EXERCISE BRIEF ->
Reproduce the entries from the line containing "Could you point out the white plastic" down to the line containing "<point>966,252</point>", keeping the requests unchanged and shifting every x and y coordinate in the answer points up by 109.

SOURCE RECORDS ->
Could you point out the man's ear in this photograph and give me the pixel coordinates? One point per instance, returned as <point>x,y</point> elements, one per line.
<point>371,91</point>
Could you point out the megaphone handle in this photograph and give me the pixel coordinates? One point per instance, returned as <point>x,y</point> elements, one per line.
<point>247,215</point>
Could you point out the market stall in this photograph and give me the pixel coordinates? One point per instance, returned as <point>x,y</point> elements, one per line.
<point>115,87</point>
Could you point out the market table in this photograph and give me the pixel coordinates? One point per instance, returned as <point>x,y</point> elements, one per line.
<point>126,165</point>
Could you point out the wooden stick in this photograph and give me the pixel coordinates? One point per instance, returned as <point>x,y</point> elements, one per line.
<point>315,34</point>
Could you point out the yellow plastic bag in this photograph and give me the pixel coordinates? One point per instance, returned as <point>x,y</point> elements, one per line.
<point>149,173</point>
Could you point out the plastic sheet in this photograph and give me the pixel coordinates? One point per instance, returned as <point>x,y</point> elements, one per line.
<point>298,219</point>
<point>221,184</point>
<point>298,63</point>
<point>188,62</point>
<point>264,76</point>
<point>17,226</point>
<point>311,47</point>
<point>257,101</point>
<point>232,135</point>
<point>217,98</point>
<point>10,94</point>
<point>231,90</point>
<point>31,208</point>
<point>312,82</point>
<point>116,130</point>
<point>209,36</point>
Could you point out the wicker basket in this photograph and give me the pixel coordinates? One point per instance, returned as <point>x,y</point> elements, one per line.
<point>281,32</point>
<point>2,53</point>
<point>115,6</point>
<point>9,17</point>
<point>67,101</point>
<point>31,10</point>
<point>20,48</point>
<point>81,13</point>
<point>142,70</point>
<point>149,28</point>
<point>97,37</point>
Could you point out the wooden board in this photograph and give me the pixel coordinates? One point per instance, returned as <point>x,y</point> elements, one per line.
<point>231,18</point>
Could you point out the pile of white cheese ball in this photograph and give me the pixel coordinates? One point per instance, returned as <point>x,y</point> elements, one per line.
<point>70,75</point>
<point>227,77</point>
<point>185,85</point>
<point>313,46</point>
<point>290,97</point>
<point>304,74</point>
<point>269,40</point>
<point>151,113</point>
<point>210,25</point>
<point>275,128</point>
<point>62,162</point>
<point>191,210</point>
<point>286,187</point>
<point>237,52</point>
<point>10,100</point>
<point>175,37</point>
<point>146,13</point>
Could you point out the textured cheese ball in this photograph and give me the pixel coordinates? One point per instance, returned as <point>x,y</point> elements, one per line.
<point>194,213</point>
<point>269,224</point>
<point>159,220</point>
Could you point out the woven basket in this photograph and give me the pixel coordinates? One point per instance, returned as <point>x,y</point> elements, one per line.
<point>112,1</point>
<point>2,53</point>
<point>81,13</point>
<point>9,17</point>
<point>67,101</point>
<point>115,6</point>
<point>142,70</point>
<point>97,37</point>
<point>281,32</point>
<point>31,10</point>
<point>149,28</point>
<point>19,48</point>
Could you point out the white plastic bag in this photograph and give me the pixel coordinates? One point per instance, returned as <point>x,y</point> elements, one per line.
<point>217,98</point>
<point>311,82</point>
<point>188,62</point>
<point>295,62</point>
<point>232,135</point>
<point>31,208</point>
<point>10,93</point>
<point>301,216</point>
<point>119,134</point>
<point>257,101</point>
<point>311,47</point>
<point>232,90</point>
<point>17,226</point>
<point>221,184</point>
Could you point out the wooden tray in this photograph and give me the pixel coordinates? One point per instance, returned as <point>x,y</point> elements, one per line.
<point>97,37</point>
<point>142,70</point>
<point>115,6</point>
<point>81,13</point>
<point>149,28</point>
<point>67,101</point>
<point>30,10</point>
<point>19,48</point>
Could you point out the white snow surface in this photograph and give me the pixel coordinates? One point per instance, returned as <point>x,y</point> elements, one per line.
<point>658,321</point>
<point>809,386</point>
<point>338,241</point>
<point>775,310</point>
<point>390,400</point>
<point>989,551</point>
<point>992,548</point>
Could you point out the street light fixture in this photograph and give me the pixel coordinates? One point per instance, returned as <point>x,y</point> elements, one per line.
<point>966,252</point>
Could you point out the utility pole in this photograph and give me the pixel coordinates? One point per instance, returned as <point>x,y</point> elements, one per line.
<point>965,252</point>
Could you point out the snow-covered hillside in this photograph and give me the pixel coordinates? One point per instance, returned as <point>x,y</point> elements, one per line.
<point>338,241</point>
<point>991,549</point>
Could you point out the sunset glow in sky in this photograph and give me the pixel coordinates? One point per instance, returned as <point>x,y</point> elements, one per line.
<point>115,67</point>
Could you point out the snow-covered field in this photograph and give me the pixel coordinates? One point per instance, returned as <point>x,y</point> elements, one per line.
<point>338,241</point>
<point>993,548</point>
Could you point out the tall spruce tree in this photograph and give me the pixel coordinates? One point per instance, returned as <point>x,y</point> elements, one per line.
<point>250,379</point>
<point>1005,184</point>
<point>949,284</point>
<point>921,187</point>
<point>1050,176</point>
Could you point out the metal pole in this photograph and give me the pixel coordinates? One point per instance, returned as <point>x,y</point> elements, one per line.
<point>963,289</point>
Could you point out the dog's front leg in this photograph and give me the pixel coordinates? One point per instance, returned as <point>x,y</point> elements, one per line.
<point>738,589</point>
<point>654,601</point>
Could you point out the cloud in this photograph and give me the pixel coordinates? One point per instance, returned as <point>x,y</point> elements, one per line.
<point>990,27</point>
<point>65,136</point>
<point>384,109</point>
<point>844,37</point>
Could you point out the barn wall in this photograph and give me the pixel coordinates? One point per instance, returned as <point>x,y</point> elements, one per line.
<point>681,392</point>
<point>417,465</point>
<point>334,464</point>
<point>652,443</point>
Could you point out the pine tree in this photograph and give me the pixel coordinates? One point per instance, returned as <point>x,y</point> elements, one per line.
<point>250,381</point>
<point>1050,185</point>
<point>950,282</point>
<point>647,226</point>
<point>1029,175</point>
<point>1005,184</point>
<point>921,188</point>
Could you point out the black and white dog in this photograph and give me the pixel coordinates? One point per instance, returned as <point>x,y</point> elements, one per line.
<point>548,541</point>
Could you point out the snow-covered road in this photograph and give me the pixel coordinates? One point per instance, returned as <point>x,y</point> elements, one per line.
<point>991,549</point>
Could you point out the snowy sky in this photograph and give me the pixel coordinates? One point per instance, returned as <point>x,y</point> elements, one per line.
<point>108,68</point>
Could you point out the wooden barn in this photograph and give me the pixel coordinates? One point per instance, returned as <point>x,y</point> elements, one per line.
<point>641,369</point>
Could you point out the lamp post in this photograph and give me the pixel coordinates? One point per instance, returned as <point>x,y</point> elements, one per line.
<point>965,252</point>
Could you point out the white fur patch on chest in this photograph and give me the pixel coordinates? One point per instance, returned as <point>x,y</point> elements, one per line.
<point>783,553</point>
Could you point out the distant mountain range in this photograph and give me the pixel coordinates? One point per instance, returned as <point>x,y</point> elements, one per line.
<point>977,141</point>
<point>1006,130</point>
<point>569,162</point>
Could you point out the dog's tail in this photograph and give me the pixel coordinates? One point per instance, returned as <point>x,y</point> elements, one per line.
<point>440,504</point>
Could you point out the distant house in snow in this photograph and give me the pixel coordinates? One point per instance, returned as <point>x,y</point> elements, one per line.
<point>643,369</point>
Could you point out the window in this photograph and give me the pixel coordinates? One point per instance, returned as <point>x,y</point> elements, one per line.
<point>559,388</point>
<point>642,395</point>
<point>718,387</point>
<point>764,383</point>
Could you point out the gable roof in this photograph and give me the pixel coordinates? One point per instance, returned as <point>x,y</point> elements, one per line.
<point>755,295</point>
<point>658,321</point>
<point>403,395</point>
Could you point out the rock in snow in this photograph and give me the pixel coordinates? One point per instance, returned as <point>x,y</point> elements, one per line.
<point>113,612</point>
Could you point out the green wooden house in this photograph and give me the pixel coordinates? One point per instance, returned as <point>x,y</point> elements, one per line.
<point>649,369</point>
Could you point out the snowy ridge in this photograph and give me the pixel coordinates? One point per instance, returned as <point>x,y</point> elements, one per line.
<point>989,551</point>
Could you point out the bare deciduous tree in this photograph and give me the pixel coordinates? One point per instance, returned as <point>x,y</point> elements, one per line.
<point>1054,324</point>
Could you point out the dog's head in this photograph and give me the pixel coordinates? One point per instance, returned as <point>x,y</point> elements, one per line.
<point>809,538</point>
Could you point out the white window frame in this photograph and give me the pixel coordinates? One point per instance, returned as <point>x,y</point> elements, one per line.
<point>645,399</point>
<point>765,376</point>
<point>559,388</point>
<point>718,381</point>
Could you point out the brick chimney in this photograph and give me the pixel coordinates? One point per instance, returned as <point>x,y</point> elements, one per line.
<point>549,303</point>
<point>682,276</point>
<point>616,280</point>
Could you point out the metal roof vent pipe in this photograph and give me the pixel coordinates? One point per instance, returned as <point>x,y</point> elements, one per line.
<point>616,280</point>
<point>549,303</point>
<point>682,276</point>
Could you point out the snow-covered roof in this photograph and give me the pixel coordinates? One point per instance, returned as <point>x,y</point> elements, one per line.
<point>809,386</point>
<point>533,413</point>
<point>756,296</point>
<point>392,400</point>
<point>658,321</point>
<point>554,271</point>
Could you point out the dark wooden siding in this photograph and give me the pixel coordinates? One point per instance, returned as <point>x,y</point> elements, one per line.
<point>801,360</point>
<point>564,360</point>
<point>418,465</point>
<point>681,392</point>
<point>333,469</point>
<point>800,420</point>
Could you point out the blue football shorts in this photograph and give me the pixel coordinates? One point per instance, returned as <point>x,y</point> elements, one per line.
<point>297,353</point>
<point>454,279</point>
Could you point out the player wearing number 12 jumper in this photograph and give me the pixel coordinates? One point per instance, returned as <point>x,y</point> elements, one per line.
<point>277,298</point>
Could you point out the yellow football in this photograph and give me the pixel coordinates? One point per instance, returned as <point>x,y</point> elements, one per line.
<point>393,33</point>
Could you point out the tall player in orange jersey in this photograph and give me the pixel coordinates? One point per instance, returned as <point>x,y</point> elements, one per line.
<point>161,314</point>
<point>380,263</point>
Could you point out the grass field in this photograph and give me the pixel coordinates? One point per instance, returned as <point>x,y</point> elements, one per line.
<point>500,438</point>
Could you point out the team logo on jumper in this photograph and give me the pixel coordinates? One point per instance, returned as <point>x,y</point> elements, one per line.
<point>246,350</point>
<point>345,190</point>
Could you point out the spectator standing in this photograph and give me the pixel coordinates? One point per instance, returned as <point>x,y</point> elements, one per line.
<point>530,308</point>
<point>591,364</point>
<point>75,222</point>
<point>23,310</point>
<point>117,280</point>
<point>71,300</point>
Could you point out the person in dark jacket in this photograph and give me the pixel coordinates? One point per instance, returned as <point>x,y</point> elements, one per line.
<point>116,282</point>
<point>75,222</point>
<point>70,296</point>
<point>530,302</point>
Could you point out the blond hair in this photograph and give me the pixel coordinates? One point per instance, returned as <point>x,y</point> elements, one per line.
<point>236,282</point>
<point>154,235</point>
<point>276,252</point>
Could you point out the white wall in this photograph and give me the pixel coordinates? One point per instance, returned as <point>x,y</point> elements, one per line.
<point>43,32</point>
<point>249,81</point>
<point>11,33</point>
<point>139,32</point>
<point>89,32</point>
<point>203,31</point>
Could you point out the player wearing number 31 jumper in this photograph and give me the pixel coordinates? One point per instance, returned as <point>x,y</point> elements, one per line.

RESPONSE TO THIS EXERCISE ->
Could you point out the white plastic bag in this photograph and give me the pixel coordinates? One point per instance, returned as <point>x,y</point> elements, one per line.
<point>326,207</point>
<point>420,191</point>
<point>297,171</point>
<point>404,171</point>
<point>341,244</point>
<point>140,317</point>
<point>119,202</point>
<point>410,325</point>
<point>228,243</point>
<point>366,210</point>
<point>420,156</point>
<point>341,199</point>
<point>126,335</point>
<point>330,293</point>
Could you point out the wooden tray in this photograph and give me the pixel coordinates? One point per instance, returned as <point>x,y</point> elements, one per line.
<point>206,146</point>
<point>251,179</point>
<point>224,115</point>
<point>190,122</point>
<point>258,137</point>
<point>176,210</point>
<point>139,119</point>
<point>128,157</point>
Could you point out the white snow surface in this photograph and give me the pixel coordinates? One point per instance, returned as <point>x,y</point> elements, one per line.
<point>767,430</point>
<point>918,495</point>
<point>447,350</point>
<point>884,419</point>
<point>499,509</point>
<point>1098,660</point>
<point>1101,657</point>
Could you point out the street light fixture in this photograph and give me the pixel coordinates? One point per instance, returned as <point>x,y</point> elements, one per line.
<point>1075,361</point>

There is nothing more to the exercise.